**The problem:**
What lines below contain the word "water"? Please pull each one out.

**Data for analysis:**
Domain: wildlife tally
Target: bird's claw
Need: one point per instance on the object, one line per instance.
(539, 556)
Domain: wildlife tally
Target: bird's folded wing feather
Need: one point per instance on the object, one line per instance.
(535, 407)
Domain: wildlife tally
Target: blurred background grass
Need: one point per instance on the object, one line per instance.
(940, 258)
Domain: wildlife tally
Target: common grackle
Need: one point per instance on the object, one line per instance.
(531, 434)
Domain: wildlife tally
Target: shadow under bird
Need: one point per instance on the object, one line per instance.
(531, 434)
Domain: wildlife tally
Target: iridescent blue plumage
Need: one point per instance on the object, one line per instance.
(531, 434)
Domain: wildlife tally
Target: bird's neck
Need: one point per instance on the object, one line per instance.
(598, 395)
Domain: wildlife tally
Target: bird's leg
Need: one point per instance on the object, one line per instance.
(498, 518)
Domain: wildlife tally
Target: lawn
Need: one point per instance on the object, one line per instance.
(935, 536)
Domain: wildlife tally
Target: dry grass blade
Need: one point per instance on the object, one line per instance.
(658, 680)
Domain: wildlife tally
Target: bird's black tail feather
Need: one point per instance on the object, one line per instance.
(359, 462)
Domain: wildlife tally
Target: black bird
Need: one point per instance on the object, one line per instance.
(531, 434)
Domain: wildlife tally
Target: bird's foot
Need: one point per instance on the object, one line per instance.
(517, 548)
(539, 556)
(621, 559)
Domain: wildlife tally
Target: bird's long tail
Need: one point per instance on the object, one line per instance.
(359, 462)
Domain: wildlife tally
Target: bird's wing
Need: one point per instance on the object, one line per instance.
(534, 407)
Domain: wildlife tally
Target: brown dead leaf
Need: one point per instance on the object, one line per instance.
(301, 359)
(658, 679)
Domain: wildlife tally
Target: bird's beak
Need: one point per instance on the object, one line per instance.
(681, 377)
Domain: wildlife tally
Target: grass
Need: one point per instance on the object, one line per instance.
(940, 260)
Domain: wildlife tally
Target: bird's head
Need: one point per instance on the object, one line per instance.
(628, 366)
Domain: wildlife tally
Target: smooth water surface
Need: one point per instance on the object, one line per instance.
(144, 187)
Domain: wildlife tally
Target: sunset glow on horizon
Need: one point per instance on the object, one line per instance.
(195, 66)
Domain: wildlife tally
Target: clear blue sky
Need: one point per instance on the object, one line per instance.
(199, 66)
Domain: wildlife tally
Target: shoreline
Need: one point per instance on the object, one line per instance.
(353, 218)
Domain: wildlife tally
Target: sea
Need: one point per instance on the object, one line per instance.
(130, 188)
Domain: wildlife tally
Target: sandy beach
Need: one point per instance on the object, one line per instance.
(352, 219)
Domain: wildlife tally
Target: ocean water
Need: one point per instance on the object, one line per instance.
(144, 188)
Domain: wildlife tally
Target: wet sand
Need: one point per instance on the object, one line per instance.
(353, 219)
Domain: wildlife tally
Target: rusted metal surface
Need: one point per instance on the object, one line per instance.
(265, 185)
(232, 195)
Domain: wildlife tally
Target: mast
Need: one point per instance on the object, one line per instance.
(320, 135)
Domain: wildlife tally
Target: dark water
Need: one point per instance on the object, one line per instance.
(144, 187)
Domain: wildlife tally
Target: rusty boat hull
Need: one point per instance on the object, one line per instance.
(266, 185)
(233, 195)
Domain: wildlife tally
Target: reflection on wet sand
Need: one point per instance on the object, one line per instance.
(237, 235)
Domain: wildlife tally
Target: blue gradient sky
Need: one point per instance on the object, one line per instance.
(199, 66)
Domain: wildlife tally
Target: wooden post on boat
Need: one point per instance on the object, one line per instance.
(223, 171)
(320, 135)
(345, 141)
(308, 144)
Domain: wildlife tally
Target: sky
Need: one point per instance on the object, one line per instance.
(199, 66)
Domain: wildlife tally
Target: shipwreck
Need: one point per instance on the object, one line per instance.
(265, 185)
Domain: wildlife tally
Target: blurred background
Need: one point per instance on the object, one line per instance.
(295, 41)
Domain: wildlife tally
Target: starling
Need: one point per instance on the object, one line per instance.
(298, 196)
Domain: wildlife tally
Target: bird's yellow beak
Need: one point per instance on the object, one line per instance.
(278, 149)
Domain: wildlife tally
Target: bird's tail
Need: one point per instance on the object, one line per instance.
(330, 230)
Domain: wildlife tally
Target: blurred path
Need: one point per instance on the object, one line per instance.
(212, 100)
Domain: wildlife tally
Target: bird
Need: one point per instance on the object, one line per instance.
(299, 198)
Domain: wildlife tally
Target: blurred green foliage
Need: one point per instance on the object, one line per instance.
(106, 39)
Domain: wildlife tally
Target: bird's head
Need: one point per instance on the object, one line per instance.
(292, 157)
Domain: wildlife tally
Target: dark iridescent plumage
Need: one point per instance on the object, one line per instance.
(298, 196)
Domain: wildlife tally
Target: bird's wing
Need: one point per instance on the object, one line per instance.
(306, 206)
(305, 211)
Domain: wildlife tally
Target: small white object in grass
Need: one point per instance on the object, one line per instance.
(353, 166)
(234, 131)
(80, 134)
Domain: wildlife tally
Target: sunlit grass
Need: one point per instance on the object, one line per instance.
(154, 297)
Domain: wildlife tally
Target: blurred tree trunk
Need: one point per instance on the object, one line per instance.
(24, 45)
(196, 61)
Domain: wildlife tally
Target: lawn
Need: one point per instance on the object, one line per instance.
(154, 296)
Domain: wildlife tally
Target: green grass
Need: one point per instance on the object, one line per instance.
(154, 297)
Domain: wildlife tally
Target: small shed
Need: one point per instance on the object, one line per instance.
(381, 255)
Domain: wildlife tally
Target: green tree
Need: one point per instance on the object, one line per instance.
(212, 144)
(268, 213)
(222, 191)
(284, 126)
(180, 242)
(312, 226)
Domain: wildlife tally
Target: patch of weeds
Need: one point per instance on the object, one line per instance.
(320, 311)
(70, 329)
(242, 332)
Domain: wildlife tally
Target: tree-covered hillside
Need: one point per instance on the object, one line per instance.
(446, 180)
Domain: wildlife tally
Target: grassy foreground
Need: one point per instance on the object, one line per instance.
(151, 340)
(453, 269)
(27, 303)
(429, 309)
...
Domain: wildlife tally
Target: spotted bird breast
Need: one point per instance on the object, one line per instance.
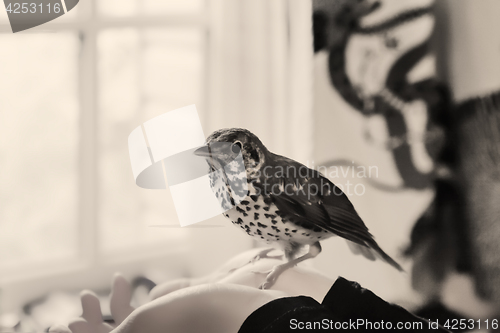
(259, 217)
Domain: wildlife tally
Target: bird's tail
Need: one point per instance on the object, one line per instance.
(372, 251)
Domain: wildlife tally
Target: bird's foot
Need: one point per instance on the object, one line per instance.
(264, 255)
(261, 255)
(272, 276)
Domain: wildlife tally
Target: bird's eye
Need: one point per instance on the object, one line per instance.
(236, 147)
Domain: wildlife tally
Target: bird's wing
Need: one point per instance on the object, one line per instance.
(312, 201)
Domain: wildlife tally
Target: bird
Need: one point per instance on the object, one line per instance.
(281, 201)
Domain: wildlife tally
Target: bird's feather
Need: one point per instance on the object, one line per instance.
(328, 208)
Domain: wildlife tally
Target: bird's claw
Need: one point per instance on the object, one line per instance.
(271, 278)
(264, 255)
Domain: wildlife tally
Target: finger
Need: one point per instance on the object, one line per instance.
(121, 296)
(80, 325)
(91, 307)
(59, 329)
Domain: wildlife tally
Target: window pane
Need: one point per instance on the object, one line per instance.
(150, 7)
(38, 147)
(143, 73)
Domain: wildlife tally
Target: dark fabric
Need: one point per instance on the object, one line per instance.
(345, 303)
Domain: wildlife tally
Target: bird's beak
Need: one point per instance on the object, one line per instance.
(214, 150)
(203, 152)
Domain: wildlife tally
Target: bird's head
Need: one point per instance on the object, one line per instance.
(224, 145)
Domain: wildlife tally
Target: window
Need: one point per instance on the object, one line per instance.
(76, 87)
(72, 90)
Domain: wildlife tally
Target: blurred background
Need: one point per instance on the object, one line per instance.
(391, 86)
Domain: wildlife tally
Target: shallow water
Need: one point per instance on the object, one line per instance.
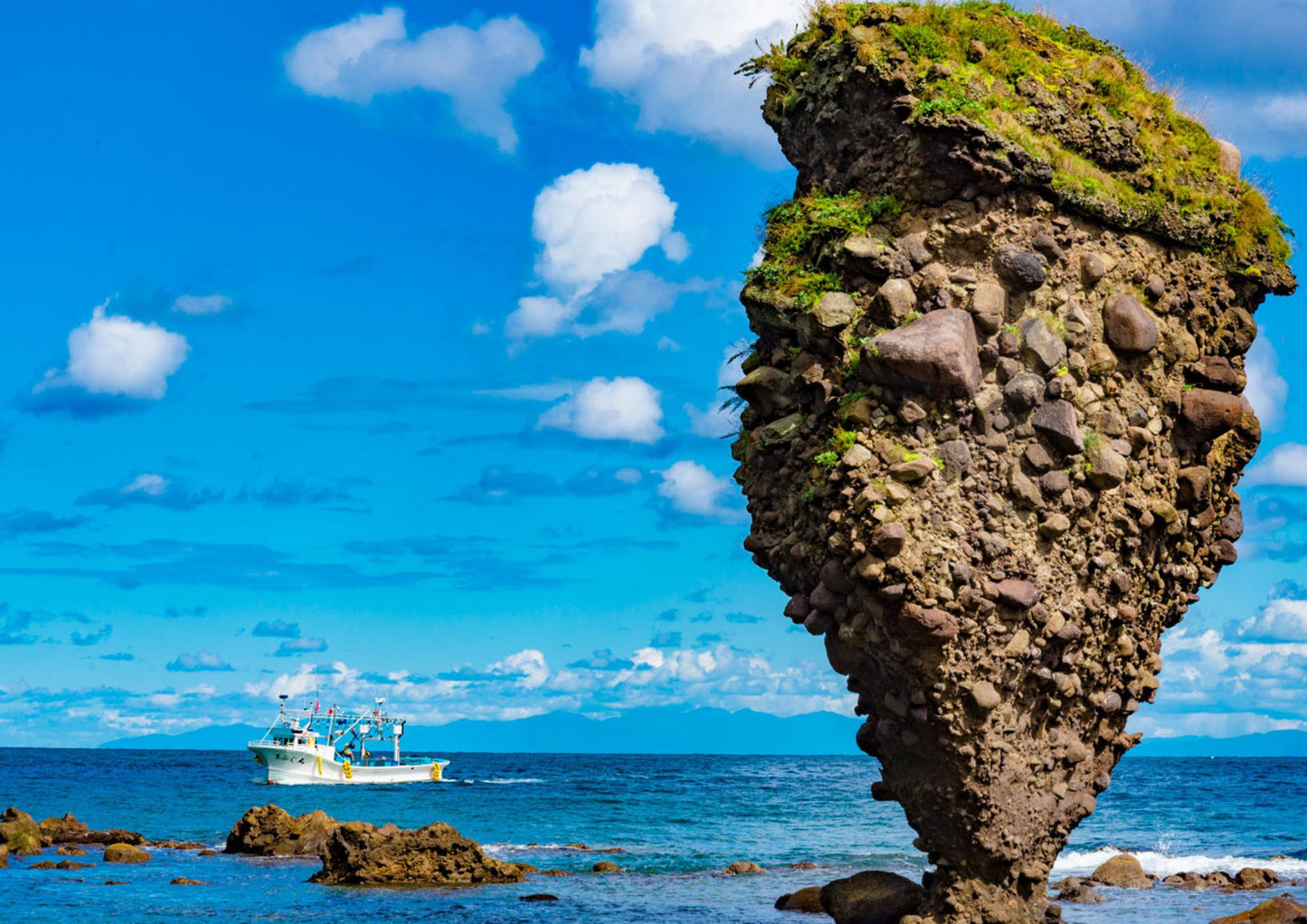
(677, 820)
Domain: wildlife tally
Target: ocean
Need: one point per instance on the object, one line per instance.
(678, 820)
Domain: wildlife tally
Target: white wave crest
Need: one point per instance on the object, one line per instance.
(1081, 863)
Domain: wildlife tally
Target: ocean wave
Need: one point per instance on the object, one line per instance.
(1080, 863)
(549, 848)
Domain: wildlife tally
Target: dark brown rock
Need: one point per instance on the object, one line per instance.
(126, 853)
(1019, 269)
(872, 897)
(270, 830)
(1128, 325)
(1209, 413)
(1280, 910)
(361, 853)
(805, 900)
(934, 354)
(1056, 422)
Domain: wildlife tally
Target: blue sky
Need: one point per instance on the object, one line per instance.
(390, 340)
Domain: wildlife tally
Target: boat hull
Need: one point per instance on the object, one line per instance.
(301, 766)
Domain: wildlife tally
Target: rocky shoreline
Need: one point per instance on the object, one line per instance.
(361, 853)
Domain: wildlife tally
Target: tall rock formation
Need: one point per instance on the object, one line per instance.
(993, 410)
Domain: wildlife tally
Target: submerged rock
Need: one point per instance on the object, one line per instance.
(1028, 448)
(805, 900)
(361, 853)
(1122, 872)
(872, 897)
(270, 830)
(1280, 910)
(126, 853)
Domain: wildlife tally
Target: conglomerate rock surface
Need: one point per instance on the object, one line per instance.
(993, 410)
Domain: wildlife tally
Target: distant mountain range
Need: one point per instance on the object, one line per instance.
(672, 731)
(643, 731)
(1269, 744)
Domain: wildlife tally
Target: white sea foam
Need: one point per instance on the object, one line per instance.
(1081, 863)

**Result of this exercise:**
Target: smooth water surface
Target: ocean water
Target: dark water
Target: shallow water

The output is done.